=== Section Start ===

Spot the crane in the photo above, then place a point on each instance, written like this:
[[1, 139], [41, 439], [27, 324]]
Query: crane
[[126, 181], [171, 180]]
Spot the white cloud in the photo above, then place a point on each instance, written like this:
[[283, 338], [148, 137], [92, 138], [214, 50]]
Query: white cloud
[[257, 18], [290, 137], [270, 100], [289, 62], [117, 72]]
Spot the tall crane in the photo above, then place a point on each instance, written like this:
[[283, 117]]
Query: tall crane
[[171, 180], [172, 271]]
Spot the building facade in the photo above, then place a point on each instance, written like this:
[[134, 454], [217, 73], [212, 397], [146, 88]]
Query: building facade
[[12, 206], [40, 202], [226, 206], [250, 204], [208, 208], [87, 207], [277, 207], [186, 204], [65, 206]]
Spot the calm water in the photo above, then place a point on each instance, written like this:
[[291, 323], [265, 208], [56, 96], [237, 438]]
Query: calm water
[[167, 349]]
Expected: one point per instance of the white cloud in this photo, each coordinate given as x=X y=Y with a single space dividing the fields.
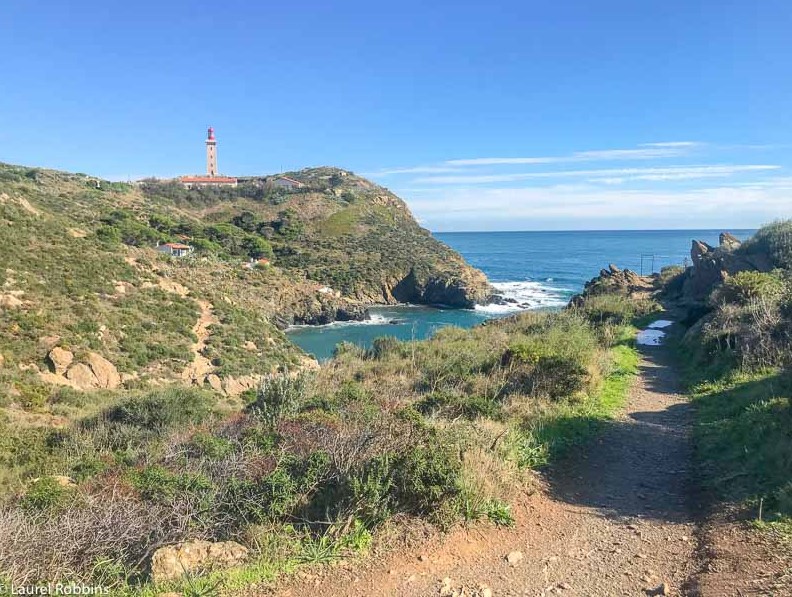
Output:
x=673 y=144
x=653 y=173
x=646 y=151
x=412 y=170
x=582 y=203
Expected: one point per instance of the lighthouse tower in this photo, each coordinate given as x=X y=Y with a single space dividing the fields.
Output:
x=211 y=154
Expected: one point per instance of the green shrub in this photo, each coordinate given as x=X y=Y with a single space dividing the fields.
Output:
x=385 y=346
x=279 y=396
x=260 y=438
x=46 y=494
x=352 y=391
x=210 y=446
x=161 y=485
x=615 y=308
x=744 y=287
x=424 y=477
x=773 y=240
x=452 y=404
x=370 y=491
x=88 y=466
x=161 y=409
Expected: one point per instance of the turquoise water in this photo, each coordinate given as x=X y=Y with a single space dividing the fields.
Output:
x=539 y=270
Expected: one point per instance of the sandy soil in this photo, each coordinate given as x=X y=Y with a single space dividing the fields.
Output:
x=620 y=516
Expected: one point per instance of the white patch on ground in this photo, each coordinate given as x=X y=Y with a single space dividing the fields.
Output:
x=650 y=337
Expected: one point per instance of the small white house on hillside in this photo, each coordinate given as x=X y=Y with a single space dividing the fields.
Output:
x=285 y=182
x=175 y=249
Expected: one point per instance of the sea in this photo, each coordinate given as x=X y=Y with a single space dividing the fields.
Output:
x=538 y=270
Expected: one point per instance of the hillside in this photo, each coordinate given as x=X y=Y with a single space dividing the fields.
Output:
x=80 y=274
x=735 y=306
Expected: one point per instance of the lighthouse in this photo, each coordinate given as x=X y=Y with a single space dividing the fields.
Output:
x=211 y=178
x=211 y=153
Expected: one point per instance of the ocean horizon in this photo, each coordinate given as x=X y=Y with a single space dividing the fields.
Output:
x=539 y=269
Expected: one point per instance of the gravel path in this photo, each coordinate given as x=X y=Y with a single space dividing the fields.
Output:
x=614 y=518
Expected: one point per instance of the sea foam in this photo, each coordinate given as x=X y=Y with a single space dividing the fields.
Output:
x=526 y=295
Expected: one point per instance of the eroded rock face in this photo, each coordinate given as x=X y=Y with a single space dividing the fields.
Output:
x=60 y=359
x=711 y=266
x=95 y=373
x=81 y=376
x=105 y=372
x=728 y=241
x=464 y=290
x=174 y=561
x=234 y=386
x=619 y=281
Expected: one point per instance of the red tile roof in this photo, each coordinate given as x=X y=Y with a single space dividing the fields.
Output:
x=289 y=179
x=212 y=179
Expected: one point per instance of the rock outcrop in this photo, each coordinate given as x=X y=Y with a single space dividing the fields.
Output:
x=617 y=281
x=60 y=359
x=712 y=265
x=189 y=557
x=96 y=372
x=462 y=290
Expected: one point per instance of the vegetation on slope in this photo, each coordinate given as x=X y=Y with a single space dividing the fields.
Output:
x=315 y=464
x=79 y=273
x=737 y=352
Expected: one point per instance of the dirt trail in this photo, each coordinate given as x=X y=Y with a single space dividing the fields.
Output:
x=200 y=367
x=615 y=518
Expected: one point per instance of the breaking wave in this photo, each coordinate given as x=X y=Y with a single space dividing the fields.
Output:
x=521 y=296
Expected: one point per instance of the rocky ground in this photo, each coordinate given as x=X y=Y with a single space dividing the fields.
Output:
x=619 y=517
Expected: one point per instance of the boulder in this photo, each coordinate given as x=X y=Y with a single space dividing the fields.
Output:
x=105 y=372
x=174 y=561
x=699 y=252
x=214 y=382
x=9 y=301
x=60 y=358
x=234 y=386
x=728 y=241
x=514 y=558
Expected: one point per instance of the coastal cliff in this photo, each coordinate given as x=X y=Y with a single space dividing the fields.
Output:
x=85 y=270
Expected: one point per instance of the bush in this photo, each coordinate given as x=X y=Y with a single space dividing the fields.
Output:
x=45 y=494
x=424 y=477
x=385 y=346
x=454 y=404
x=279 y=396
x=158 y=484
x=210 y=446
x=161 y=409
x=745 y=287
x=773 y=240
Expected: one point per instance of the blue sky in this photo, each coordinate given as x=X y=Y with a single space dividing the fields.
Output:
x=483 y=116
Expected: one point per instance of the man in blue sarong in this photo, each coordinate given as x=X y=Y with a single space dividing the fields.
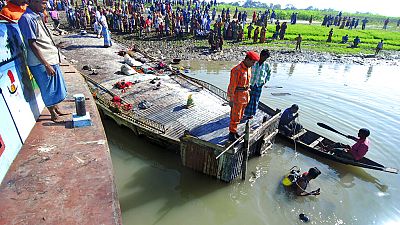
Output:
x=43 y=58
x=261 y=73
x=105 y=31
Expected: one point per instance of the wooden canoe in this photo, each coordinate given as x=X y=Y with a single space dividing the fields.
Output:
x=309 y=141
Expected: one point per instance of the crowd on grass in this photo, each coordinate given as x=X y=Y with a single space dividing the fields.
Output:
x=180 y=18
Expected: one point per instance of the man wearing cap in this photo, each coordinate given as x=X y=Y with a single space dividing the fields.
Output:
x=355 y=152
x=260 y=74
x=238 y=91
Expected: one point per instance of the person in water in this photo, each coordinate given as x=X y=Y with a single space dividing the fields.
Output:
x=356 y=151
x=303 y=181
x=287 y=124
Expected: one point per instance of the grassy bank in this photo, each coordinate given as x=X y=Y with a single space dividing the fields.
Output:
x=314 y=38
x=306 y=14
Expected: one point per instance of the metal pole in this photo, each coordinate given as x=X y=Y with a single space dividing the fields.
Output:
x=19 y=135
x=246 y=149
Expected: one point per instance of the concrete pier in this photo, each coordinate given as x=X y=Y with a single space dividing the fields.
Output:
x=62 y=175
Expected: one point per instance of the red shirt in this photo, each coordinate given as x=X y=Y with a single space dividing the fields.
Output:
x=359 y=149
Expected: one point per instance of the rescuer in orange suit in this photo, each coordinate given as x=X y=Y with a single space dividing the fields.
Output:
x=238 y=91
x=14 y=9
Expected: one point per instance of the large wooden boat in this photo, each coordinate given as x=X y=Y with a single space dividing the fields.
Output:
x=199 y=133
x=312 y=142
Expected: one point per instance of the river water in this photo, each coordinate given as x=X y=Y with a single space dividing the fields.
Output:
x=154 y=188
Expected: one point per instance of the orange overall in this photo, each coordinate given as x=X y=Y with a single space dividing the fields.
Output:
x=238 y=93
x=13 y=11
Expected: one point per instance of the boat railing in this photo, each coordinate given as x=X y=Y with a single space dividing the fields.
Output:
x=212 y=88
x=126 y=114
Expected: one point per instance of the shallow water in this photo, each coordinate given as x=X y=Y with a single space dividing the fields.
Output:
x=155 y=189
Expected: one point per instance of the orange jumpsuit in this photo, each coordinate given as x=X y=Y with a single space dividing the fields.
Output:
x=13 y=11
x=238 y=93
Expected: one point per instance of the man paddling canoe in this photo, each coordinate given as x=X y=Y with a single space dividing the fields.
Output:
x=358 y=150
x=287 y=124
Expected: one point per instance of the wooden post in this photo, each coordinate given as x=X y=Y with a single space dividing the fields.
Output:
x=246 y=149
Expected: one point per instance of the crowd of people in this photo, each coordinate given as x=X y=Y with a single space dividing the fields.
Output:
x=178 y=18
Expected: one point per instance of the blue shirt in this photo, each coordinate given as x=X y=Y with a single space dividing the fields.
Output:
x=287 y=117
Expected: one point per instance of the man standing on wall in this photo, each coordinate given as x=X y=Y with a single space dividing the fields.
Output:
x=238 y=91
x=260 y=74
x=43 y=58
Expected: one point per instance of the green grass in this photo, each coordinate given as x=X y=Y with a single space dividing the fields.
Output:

=== Section End ===

### WHAT IS BEING ASKED
Each line of the records that contains the string "green" must be copied.

### PROBLEM SOLUTION
Expected: one point per instance of the green shrub in this photo, each coordinate given as x=X y=Y with a single space dividing the fields.
Expected: one point per instance of the green grass in this photo, each coordinate given as x=X y=Y with a single space dividing the fields.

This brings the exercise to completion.